Task item A -> In the forum thread on cattle overeating grain, what tool can be used to give activated charcoal?
Task item B -> From the forum thread on cattle overeating grain, quote the passage starting with "## Cat (Jun" and going on through "passed as stool.".

Extract to read Block Start

Over the years my DH has had founder happen in the fresh heifers in the summer months. They would calve, join the milking herd and within a couple of months they would founder and croak. Last summer he called out the vet and we were told that it was because they were getting fed too much grain too soon and because it was so hot they weren't grazing and so weren't getting enough roughage in their rumen to offset the extra amount of feed they were getting. They were doing exactly what it said; snarfing down the grain too fast and then not eating anything else.

Rebecca


----------



## Cat (Jun 19, 2004)

One thing I've recently heard about being used in cases of over-eating of grain that I actually use in my work is Activated Charcoal. It is sold through Animal Health Distributors and can be given using a caulking gun. It'll absorb the toxins in the stomach and be passed as stool.


----------



## Sunraven (Jan 20, 2007)

We put charcoal in our TMR to help with this also because the cows are fed such a rich rich ration. We have special dry cow and heifer feed formulas, then go up to a pre-fresh formula three weeks before they're due to calve to get them adjusted so when they're introduced to the cow ration it doesn't kill 'em. Type of feed and how much is very critical to produce the most possible milk.


----------



## DJ in WA (Jan 28, 2005)

Piglady, that would be a total bummer your dad experienced. It's hard for me to keep my guard up day after day when nothing has happened for years. I guess every time I leave the cows I should ask what I've done that would allow them to kill themselves, or get out and disappear.


----------

Extract to read Block End
Data Block Start

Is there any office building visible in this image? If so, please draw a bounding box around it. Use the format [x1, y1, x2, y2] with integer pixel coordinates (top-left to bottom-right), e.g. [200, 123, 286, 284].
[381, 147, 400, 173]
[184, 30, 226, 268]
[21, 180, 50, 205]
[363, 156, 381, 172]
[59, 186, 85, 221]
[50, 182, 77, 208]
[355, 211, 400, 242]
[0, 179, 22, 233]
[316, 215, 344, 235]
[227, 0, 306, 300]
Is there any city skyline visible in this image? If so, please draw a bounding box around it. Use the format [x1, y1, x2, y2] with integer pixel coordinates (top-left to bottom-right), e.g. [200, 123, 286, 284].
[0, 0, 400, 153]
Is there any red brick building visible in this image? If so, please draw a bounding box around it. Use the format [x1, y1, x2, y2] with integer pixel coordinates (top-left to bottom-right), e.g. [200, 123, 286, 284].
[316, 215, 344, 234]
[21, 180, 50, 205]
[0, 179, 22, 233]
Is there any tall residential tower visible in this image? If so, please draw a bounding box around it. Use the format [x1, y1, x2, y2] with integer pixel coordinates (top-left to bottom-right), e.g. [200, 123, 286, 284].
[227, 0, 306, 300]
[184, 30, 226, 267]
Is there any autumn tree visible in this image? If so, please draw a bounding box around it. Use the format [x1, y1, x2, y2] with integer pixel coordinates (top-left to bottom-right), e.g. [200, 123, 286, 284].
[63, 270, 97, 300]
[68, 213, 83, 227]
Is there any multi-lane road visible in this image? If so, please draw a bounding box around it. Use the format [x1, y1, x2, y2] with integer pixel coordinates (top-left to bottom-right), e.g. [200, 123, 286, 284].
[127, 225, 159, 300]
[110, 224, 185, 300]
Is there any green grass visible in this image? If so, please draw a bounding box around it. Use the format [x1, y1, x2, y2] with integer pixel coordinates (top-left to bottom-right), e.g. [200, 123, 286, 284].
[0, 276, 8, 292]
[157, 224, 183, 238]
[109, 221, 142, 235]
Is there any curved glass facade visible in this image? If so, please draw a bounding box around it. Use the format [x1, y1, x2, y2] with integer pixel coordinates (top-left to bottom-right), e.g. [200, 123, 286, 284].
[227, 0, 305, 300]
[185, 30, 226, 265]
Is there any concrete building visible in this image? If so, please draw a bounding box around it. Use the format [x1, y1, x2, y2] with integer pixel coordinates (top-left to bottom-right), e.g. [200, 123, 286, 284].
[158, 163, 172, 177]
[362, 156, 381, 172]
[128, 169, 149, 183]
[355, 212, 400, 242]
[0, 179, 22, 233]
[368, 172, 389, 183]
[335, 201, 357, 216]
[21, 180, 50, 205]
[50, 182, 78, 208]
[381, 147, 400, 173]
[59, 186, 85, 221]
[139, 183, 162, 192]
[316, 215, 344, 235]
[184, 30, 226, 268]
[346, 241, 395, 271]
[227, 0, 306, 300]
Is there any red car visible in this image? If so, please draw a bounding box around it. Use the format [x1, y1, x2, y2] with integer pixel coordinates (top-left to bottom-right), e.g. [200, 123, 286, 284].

Data Block End

Your solution A -> A caulking gun.

Your solution B ->
## Cat (Jun 19, 2004)

One thing I've recently heard about being used in cases of over-eating of grain that I actually use in my work is Activated Charcoal. It is sold through Animal Health Distributors and can be given using a caulking gun. It'll absorb the toxins in the stomach and be passed as stool.